## GOAL
Copy the records below, substituting "output" for every "result" and leaving everything else the same.

## Coordinate annotation entries
--- --- ---

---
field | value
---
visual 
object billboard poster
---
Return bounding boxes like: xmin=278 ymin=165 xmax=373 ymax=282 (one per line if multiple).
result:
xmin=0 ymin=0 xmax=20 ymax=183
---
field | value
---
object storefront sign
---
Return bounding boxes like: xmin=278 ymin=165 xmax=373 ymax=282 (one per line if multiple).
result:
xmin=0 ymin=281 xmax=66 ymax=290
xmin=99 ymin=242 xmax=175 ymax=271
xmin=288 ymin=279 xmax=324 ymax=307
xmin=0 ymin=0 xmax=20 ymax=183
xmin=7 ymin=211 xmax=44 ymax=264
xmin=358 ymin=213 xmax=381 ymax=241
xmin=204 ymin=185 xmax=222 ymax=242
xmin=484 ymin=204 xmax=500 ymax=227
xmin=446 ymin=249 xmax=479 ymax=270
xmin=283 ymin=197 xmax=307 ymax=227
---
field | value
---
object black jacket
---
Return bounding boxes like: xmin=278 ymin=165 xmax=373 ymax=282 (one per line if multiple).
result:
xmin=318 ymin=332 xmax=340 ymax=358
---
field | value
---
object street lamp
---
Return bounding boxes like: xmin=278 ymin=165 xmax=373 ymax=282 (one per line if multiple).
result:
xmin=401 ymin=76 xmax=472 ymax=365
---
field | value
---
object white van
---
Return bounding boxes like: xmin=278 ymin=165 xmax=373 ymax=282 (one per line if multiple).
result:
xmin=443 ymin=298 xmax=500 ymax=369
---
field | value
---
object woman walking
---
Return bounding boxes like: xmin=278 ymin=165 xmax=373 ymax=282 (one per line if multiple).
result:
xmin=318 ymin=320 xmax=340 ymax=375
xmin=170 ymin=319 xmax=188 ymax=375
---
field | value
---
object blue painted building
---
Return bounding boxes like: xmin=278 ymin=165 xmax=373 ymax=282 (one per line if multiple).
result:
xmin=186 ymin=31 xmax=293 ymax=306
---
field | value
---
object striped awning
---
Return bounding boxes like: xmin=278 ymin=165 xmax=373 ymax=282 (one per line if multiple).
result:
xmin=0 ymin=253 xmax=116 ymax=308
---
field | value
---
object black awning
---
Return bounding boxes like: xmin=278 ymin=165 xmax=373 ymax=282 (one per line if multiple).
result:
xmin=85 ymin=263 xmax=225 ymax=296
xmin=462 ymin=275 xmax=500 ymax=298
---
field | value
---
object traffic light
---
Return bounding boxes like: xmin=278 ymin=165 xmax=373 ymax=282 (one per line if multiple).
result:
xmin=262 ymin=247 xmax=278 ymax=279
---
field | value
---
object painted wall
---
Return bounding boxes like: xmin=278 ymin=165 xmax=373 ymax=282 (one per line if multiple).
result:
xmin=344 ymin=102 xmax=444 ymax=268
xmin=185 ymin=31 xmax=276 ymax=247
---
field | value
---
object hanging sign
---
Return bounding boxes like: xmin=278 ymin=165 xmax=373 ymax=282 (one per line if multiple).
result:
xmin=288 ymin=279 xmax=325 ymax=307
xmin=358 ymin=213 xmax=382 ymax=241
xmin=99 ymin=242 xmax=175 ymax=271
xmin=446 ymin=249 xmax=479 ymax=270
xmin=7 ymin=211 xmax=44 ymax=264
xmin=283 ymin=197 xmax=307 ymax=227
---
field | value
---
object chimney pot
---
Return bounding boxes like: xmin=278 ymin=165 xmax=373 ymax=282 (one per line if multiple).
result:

--- --- ---

## ANSWER FOR THIS EXERCISE
---
field | value
---
visual 
object billboard poster
---
Return bounding boxes like: xmin=278 ymin=165 xmax=373 ymax=282 (one per line if multiple).
output:
xmin=0 ymin=0 xmax=20 ymax=183
---
field | value
---
object storefront sign
---
Return bounding boxes like: xmin=278 ymin=165 xmax=373 ymax=282 (one per line if multiple).
output:
xmin=0 ymin=281 xmax=66 ymax=290
xmin=99 ymin=242 xmax=175 ymax=271
xmin=288 ymin=279 xmax=324 ymax=307
xmin=0 ymin=0 xmax=20 ymax=183
xmin=7 ymin=211 xmax=44 ymax=264
xmin=358 ymin=213 xmax=381 ymax=241
xmin=204 ymin=185 xmax=222 ymax=242
xmin=484 ymin=204 xmax=500 ymax=227
xmin=446 ymin=249 xmax=479 ymax=270
xmin=283 ymin=197 xmax=307 ymax=227
---
field | value
---
object black jacket
---
Return bounding boxes like: xmin=278 ymin=165 xmax=373 ymax=282 (one per line if multiple).
output:
xmin=318 ymin=332 xmax=340 ymax=358
---
field | value
---
object street lamp
---
Return bounding boxes like: xmin=278 ymin=165 xmax=373 ymax=282 (one per line if multiple).
output:
xmin=401 ymin=76 xmax=472 ymax=365
---
field | value
---
object white van
---
Return bounding boxes like: xmin=278 ymin=165 xmax=373 ymax=282 (one per line if multiple).
output:
xmin=443 ymin=298 xmax=500 ymax=369
---
field | value
---
object woman walking
---
Return bounding boxes like: xmin=278 ymin=165 xmax=373 ymax=282 (one per line if multiple).
output:
xmin=318 ymin=320 xmax=340 ymax=375
xmin=170 ymin=319 xmax=188 ymax=375
---
field | value
---
object blue painted building
---
Return bounding boxes like: xmin=278 ymin=165 xmax=373 ymax=282 (one per line if multiple).
output:
xmin=186 ymin=31 xmax=293 ymax=306
---
field | value
---
object striped awning
---
Return bounding boxes like: xmin=278 ymin=165 xmax=373 ymax=282 (one per line if multiple).
output:
xmin=0 ymin=253 xmax=116 ymax=308
---
field | value
---
object black awning
---
Return bounding boxes like: xmin=278 ymin=165 xmax=373 ymax=282 (one per line if multiple).
output:
xmin=85 ymin=263 xmax=225 ymax=296
xmin=462 ymin=275 xmax=500 ymax=298
---
field | value
---
object traffic light
---
Return bounding boxes like: xmin=278 ymin=165 xmax=373 ymax=282 (one per line if multiple).
output:
xmin=262 ymin=247 xmax=278 ymax=279
---
field | value
---
object painted wall
---
Return bounding boxes like: xmin=278 ymin=165 xmax=373 ymax=282 (one per line if multiple).
output:
xmin=344 ymin=102 xmax=444 ymax=268
xmin=185 ymin=31 xmax=276 ymax=247
---
field | value
---
object hanging sign
---
Return bounding boxes like: xmin=278 ymin=165 xmax=373 ymax=282 (one per line if multiple).
output:
xmin=288 ymin=279 xmax=325 ymax=307
xmin=358 ymin=213 xmax=382 ymax=241
xmin=99 ymin=242 xmax=175 ymax=271
xmin=446 ymin=249 xmax=479 ymax=270
xmin=7 ymin=211 xmax=44 ymax=264
xmin=283 ymin=197 xmax=307 ymax=227
---
field | value
---
object chimney pot
---
Return bounding boxes like: xmin=278 ymin=165 xmax=373 ymax=282 (one per line if multiple).
output:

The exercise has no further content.